Work to complete - Every line below should be set down exactly as it appears.

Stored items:
______
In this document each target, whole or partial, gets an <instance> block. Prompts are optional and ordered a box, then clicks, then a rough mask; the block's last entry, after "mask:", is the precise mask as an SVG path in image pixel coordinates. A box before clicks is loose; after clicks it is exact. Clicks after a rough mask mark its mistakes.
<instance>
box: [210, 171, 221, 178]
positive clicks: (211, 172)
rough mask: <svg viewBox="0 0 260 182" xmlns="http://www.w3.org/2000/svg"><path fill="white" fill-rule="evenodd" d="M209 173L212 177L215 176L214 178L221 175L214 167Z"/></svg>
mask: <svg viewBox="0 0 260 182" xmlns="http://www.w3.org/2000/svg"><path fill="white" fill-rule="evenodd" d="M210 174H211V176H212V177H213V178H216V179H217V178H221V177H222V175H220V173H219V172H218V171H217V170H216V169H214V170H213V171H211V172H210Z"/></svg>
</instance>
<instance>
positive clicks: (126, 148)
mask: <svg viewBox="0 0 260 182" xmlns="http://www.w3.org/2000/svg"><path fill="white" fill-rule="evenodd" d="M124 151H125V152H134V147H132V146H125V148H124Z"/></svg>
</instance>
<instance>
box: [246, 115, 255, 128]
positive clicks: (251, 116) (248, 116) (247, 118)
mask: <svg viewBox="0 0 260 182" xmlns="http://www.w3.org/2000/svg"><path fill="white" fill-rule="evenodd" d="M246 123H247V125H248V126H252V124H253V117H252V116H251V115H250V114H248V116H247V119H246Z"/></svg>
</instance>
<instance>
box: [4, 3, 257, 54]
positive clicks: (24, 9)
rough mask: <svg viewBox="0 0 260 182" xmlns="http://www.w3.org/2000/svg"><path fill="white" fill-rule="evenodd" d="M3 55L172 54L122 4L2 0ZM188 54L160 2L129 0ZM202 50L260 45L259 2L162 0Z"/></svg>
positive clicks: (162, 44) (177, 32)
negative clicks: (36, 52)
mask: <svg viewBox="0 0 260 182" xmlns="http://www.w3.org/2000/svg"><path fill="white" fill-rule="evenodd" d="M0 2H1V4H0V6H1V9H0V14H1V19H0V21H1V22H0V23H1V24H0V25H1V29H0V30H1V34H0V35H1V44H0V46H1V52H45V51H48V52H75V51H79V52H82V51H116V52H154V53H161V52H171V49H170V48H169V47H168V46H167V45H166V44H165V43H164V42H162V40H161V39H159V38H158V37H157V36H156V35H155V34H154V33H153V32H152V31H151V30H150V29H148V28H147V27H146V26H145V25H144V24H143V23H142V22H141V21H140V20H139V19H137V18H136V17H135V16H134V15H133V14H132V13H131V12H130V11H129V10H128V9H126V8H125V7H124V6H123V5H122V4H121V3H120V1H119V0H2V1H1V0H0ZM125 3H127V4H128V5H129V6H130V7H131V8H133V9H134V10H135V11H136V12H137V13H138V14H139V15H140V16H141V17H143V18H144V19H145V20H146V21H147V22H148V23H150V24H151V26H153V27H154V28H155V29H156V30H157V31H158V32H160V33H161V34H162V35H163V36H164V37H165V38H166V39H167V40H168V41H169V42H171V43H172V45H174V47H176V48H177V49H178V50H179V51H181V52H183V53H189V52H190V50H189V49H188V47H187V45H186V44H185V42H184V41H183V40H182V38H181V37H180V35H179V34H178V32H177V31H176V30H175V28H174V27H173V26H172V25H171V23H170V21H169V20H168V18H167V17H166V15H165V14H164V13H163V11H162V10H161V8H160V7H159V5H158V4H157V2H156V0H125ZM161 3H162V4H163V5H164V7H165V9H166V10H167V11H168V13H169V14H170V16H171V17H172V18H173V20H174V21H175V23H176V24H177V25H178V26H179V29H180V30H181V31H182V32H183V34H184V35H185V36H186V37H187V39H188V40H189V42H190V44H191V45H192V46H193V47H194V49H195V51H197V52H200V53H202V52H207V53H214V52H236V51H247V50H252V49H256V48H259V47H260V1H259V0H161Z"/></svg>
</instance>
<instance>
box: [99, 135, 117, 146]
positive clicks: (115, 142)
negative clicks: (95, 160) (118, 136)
______
Task solution -
In this document each target, whole or partial, gets an <instance> block. Prompts are optional and ordered a box, then clicks, then a rough mask; the block's last entry, after "mask:", is the precise mask as an SVG path in image pixel coordinates. A box before clicks is loose; after clicks it is exact. Clicks after a rough mask mark its mistakes.
<instance>
box: [210, 171, 221, 178]
positive clicks: (211, 172)
rough mask: <svg viewBox="0 0 260 182" xmlns="http://www.w3.org/2000/svg"><path fill="white" fill-rule="evenodd" d="M209 173L212 177L215 176L214 178L221 175L214 167Z"/></svg>
mask: <svg viewBox="0 0 260 182" xmlns="http://www.w3.org/2000/svg"><path fill="white" fill-rule="evenodd" d="M210 174H211V176H212V177H213V178H216V179H217V178H221V177H222V175H220V173H219V172H218V171H217V170H216V169H214V170H213V171H211V172H210Z"/></svg>
</instance>
<instance>
positive clicks: (126, 148)
mask: <svg viewBox="0 0 260 182" xmlns="http://www.w3.org/2000/svg"><path fill="white" fill-rule="evenodd" d="M124 151H125V152H134V147H132V146H125V148H124Z"/></svg>
</instance>
<instance>
box: [246, 115, 255, 128]
positive clicks: (251, 116) (248, 116) (247, 118)
mask: <svg viewBox="0 0 260 182" xmlns="http://www.w3.org/2000/svg"><path fill="white" fill-rule="evenodd" d="M246 123H247V125H248V126H252V124H253V117H252V116H251V115H250V114H248V116H247V119H246Z"/></svg>
</instance>
<instance>
box: [4, 3, 257, 54]
positive clicks: (24, 9)
rough mask: <svg viewBox="0 0 260 182" xmlns="http://www.w3.org/2000/svg"><path fill="white" fill-rule="evenodd" d="M3 55L172 54L122 4L2 0ZM188 54L160 2L129 0ZM202 50L260 45L259 2L162 0Z"/></svg>
positive clicks: (162, 44) (177, 32)
negative clicks: (36, 52)
mask: <svg viewBox="0 0 260 182" xmlns="http://www.w3.org/2000/svg"><path fill="white" fill-rule="evenodd" d="M0 2H1V4H0V6H1V9H0V14H1V19H0V21H1V22H0V23H1V24H0V25H1V29H0V30H1V34H0V35H1V44H0V46H1V52H45V51H48V52H75V51H79V52H82V51H116V52H154V53H161V52H171V49H170V48H169V47H168V46H167V45H166V44H165V43H164V42H162V40H161V39H159V38H158V37H157V36H156V35H155V34H154V33H153V32H152V31H151V30H150V29H148V28H147V27H146V26H145V25H144V24H143V23H142V22H141V21H140V20H139V19H137V18H136V17H135V16H134V15H133V14H132V13H131V12H130V11H129V10H128V9H126V8H125V7H124V6H123V5H122V4H121V3H120V1H119V0H2V1H1V0H0ZM125 3H127V4H128V5H129V6H130V7H131V8H133V9H134V10H135V11H136V12H137V13H138V14H139V15H140V16H141V17H143V18H144V19H145V20H146V21H147V22H148V23H150V24H151V26H153V27H154V28H155V29H156V30H157V31H158V32H160V33H161V34H162V35H163V36H164V37H165V38H166V39H167V40H168V41H169V42H171V43H172V45H174V47H176V48H177V49H178V50H179V51H181V52H183V53H189V52H190V50H189V49H188V47H187V45H186V44H185V42H184V41H183V40H182V38H181V37H180V35H179V34H178V32H177V31H176V30H175V28H174V27H173V26H172V25H171V23H170V21H169V20H168V18H167V17H166V15H165V14H164V13H163V11H162V10H161V8H160V7H159V5H158V4H157V2H156V0H125ZM161 3H162V4H163V5H164V7H165V9H166V10H167V11H168V13H169V14H170V16H171V17H172V18H173V20H174V21H175V23H176V24H177V25H178V26H179V29H180V30H181V31H182V32H183V34H184V35H185V36H186V37H187V39H188V40H189V42H190V44H191V45H192V46H193V47H194V49H195V51H197V52H200V53H202V52H207V53H214V52H236V51H247V50H252V49H256V48H259V47H260V1H259V0H161Z"/></svg>
</instance>
<instance>
box: [99, 135, 117, 146]
positive clicks: (115, 142)
negative clicks: (95, 160) (118, 136)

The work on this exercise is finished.